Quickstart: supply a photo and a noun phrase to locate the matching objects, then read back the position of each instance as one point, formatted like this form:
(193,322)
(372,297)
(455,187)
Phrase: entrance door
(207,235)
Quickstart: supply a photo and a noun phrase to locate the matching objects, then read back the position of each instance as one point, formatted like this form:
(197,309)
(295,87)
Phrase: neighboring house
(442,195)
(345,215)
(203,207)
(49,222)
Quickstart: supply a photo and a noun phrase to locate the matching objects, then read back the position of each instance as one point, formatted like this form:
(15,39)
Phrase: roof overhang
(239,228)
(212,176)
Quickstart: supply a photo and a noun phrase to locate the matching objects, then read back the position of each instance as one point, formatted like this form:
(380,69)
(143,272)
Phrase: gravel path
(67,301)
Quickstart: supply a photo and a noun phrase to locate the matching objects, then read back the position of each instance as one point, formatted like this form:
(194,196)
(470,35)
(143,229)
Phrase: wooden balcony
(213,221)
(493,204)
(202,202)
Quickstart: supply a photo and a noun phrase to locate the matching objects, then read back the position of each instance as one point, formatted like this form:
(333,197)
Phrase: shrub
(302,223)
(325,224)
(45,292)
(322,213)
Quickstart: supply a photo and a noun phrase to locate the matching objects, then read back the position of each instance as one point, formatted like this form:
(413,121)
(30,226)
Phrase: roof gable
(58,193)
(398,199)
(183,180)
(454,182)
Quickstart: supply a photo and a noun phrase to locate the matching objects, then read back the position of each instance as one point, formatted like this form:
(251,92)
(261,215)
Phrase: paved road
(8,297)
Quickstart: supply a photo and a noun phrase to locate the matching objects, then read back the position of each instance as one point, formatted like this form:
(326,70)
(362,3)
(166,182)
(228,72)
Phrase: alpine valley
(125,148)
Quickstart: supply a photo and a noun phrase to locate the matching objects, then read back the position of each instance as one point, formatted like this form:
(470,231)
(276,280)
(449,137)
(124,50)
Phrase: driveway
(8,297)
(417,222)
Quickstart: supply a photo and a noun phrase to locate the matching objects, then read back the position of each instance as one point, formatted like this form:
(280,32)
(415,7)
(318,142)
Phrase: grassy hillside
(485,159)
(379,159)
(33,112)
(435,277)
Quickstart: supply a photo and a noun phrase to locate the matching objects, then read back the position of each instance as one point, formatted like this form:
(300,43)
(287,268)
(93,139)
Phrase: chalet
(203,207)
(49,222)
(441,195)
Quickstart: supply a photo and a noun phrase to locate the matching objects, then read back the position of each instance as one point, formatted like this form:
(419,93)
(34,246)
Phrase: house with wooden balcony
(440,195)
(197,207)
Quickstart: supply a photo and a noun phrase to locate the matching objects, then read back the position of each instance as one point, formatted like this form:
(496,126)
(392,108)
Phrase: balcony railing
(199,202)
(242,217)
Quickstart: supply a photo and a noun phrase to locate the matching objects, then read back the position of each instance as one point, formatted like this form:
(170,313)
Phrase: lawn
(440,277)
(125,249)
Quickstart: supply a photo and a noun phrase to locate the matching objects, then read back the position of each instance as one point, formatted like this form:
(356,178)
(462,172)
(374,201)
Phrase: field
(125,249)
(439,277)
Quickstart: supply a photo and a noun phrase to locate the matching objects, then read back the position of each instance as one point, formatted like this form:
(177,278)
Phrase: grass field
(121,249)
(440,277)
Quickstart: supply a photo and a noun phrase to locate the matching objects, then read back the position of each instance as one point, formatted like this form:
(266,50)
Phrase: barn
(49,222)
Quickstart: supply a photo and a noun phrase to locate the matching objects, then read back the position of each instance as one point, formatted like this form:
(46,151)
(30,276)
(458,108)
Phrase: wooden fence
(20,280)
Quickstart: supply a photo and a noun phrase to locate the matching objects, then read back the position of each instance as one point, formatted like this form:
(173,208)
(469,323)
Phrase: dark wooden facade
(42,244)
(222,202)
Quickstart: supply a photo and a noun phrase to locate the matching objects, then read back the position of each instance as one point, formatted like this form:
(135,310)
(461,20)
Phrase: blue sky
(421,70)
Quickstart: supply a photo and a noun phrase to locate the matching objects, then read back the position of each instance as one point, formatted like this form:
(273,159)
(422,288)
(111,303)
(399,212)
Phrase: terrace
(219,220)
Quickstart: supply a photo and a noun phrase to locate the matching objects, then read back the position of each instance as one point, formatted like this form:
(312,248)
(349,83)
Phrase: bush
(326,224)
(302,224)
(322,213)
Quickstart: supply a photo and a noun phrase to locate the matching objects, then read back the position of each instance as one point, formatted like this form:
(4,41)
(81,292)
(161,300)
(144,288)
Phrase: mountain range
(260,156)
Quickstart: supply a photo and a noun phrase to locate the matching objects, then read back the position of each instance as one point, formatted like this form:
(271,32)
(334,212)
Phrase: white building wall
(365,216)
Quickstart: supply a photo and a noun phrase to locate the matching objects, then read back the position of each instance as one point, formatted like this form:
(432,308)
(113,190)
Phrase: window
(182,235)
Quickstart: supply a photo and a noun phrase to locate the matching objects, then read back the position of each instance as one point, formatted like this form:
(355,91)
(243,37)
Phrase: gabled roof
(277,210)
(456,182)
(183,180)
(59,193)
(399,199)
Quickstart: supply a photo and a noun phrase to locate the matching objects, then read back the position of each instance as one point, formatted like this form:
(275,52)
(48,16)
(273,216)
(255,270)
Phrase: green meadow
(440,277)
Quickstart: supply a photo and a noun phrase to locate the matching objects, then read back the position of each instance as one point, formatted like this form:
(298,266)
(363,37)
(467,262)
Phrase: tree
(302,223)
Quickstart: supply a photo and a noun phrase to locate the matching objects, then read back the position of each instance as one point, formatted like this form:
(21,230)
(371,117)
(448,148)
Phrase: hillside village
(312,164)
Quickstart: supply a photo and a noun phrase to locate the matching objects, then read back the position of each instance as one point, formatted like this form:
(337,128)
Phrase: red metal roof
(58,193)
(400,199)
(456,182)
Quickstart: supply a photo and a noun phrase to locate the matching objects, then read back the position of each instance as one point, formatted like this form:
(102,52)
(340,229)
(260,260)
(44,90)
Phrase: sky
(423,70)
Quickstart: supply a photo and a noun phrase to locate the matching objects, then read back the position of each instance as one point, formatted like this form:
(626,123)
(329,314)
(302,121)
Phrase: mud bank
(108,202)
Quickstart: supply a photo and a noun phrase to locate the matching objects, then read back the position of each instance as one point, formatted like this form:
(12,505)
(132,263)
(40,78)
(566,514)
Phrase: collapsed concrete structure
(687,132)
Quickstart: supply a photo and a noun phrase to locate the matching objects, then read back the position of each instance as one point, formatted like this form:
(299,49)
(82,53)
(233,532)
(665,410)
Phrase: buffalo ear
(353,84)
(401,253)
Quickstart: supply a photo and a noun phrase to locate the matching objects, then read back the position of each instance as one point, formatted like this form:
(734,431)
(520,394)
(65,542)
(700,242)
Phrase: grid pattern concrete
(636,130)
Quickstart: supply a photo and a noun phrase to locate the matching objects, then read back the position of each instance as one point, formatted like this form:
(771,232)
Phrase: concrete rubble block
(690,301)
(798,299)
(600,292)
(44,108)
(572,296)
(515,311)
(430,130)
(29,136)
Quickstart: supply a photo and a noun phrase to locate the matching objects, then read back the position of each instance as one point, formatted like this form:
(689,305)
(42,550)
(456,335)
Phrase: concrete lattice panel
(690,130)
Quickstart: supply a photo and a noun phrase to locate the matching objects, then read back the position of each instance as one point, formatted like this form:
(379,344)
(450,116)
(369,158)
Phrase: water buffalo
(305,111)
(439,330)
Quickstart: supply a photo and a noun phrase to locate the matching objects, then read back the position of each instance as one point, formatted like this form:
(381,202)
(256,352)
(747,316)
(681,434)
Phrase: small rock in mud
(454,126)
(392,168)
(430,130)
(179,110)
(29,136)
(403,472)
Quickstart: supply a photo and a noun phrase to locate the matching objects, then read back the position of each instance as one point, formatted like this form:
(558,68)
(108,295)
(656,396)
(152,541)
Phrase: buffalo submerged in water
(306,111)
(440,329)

Task description – List every line in the records above that contains the word "roof".

Exercise result –
Phrase: roof overhang
Phrase: roof gable
Phrase: gabled roof
Phrase: red metal roof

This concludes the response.